Reproduce every one of the following rows character for character, without any alteration.

= Record set =
........

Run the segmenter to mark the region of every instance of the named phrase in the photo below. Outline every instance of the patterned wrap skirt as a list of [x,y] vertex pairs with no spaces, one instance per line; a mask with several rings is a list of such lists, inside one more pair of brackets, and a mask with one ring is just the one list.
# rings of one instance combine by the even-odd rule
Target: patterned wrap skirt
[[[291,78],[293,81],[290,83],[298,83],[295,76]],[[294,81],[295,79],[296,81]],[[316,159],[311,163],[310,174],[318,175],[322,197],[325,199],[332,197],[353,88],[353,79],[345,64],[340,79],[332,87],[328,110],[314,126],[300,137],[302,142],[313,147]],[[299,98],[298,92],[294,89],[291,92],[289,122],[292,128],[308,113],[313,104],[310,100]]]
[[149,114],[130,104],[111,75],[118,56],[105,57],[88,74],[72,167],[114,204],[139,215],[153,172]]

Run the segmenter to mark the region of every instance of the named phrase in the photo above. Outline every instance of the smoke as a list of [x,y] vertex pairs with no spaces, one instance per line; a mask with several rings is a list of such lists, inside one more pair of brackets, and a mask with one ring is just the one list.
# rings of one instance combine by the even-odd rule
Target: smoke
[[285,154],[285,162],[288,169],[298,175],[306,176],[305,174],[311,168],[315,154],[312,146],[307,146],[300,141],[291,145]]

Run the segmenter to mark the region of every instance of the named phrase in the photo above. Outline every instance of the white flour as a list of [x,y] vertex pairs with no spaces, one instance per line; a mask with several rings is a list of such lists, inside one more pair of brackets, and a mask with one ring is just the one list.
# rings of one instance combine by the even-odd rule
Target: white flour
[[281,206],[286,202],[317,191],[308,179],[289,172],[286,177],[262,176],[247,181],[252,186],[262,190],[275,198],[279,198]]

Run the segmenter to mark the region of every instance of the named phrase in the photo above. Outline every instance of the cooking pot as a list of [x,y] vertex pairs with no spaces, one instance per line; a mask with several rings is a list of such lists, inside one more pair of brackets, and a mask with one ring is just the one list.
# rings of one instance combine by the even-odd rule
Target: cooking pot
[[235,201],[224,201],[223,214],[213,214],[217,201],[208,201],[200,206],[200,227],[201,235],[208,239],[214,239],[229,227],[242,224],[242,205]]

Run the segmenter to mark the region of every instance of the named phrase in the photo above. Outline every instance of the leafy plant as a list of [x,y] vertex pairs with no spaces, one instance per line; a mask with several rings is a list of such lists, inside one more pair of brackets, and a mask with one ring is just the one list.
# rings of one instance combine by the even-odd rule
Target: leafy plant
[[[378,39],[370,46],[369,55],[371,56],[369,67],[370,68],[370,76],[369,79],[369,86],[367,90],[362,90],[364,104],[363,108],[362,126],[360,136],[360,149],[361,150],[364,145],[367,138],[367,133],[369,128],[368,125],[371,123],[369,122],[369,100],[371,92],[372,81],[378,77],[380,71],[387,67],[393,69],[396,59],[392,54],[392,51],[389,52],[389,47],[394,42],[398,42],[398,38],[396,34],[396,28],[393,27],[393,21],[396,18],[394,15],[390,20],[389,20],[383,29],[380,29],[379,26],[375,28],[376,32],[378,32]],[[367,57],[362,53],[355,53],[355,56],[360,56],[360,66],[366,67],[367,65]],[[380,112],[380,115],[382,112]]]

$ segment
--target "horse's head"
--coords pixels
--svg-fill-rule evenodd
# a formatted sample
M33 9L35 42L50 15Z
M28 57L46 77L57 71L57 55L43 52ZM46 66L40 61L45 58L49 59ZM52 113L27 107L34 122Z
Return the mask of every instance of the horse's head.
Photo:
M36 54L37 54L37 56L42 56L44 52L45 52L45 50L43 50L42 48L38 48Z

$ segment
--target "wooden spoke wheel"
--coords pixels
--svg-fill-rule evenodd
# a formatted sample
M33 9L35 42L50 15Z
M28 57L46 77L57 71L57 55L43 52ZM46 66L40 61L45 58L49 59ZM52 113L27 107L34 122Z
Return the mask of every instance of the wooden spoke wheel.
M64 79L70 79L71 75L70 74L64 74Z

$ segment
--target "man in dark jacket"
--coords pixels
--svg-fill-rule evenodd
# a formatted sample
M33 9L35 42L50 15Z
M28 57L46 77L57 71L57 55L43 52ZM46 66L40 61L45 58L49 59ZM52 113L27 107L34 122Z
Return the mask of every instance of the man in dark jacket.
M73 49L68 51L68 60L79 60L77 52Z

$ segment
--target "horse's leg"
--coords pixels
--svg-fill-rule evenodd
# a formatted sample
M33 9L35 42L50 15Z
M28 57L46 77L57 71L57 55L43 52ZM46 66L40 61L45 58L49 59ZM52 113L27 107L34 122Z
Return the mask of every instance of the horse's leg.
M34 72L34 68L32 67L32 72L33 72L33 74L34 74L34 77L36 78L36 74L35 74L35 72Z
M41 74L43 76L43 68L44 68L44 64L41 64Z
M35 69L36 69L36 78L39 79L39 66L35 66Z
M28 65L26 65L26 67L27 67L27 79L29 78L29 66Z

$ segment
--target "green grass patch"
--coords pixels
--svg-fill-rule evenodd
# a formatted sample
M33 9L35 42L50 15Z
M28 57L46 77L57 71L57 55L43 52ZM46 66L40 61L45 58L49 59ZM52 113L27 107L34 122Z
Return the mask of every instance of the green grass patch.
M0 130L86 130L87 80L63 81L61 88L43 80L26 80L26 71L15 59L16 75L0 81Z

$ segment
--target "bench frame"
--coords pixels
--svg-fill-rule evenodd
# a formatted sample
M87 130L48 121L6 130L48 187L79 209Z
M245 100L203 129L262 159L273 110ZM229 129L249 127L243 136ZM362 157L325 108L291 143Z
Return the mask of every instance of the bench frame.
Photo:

........

= Response =
Run the segmenter to mark the region of every instance of the named phrase in the photo below. Outline every instance of the patterned wrap skirt as a list of [x,y] vertex pairs with no spaces, one instance per line; a mask with several rings is a list of such lists, inside one more pair of brackets, and a mask with one ring is just the one list.
# rings of one instance combine by the even-odd rule
Target: patterned wrap skirt
[[[291,78],[293,81],[290,83],[298,83],[295,76]],[[294,81],[295,79],[296,81]],[[316,159],[311,163],[310,174],[318,175],[322,197],[325,199],[332,197],[353,88],[353,79],[345,64],[340,79],[332,87],[328,110],[314,126],[300,137],[302,142],[313,147]],[[299,98],[298,92],[294,89],[291,92],[289,122],[292,128],[308,113],[313,104],[310,100]]]
[[149,114],[130,104],[111,75],[118,56],[105,57],[88,74],[72,167],[114,204],[139,215],[153,172]]

Run the segmenter to mark the region of every instance of the named phrase in the photo above. Outline every instance of the smoke as a list of [x,y] vertex pairs with no spaces, one instance per line; a mask with several rings is a list of such lists, inside one more pair of brackets, and a mask with one ring is just the one list.
# rings of one instance combine by the even-odd rule
Target: smoke
[[285,154],[285,162],[288,169],[298,175],[306,176],[305,174],[311,168],[315,154],[312,146],[307,146],[300,141],[291,145]]

Run the segmenter to mark the region of every instance of the named phrase in the photo above. Outline every instance of the white flour as a list of [x,y] vertex pairs with no spaces, one instance per line; a mask with several rings is a list of such lists, inside one more pair of brackets, and a mask with one ring is just the one list.
# rings of one instance combine by the even-odd rule
Target: white flour
[[281,206],[286,202],[317,191],[308,179],[289,172],[286,177],[262,176],[247,181],[252,186],[262,190],[275,198],[279,198]]

Run the segmenter to mark the region of every instance of the named phrase in the photo above. Outline every instance of the cooking pot as a list of [x,y] vertex pairs with no spaces, one instance per line; a mask with several rings is a list of such lists, inside one more pair of brackets, and a mask with one ring is just the one list.
# rings of one instance combine by the even-odd rule
Target: cooking pot
[[235,201],[224,201],[223,214],[213,214],[217,201],[208,201],[200,206],[200,227],[201,235],[208,239],[214,239],[229,227],[242,224],[242,205]]

Run the segmenter to mark the region of every instance of the named phrase in the photo above. Outline every instance of the leafy plant as a list of [x,y] vertex pairs with no spaces, one instance per line; a mask with several rings is a list of such lists, inside one more pair of brackets, and a mask with one ring is just the one list.
# rings of one instance combine by the even-odd rule
Target: leafy plant
[[[378,39],[370,46],[369,55],[371,56],[369,67],[370,68],[370,76],[369,79],[369,86],[367,90],[362,90],[364,104],[363,108],[362,126],[360,136],[360,149],[361,150],[364,145],[367,138],[367,133],[369,128],[368,125],[371,123],[369,122],[369,100],[371,92],[372,81],[378,77],[380,71],[387,67],[393,69],[396,59],[392,54],[392,51],[389,52],[389,47],[394,42],[398,42],[398,38],[396,34],[396,28],[393,27],[393,21],[396,18],[394,15],[390,20],[389,20],[383,29],[380,29],[379,26],[375,28],[376,32],[378,32]],[[367,57],[362,53],[355,53],[355,56],[360,56],[360,66],[366,67],[367,65]],[[380,112],[380,115],[382,112]]]

$ segment
--target "horse's head"
--coords pixels
--svg-fill-rule evenodd
# a formatted sample
M33 9L35 42L50 15Z
M28 57L46 77L57 71L57 55L43 52ZM46 66L40 61L45 58L49 59ZM52 113L27 107L34 122Z
Return the mask of every instance of the horse's head.
Photo:
M36 54L37 54L37 56L42 56L44 52L45 52L45 50L43 50L42 48L38 48Z

$ segment
--target "wooden spoke wheel"
--coords pixels
--svg-fill-rule evenodd
# a formatted sample
M33 9L35 42L50 15Z
M28 57L46 77L57 71L57 55L43 52ZM46 66L40 61L45 58L49 59ZM52 113L27 107L34 122Z
Return the mask of every instance of the wooden spoke wheel.
M64 79L70 79L71 75L70 74L64 74Z

$ segment
--target "man in dark jacket"
--coords pixels
--svg-fill-rule evenodd
# a formatted sample
M33 9L35 42L50 15Z
M28 57L46 77L57 71L57 55L43 52ZM46 66L40 61L45 58L49 59ZM52 113L27 107L34 122Z
Return the mask of every instance of the man in dark jacket.
M73 49L68 51L68 60L79 60L77 52Z

$ segment
--target "horse's leg"
--coords pixels
--svg-fill-rule evenodd
# a formatted sample
M33 9L35 42L50 15Z
M28 57L46 77L57 71L57 55L43 52ZM46 66L40 61L45 58L49 59ZM52 113L27 107L34 122Z
Return the mask of every instance of the horse's leg.
M34 72L34 68L32 67L32 72L33 72L33 74L34 74L34 77L36 78L36 74L35 74L35 72Z
M41 74L43 76L43 68L44 68L44 64L41 64Z
M35 69L36 69L36 78L39 79L39 66L35 66Z
M28 65L26 65L26 67L27 67L27 79L29 78L29 66Z

$ segment
--target "green grass patch"
--coords pixels
--svg-fill-rule evenodd
# a formatted sample
M33 9L35 42L50 15Z
M28 57L46 77L57 71L57 55L43 52ZM46 66L40 61L45 58L49 59ZM52 113L27 107L34 122Z
Return the mask of every instance of the green grass patch.
M0 130L86 130L87 80L63 81L61 88L43 80L26 80L26 71L15 59L16 75L0 81Z

$ segment
--target "bench frame"
--coords pixels
--svg-fill-rule evenodd
# a formatted sample
M87 130L48 121L6 130L48 187L79 209Z
M245 100L203 129L262 159L273 110ZM229 129L249 127L243 136ZM362 157L325 108L291 143Z
Return the mask of every instance of the bench frame.
Photo:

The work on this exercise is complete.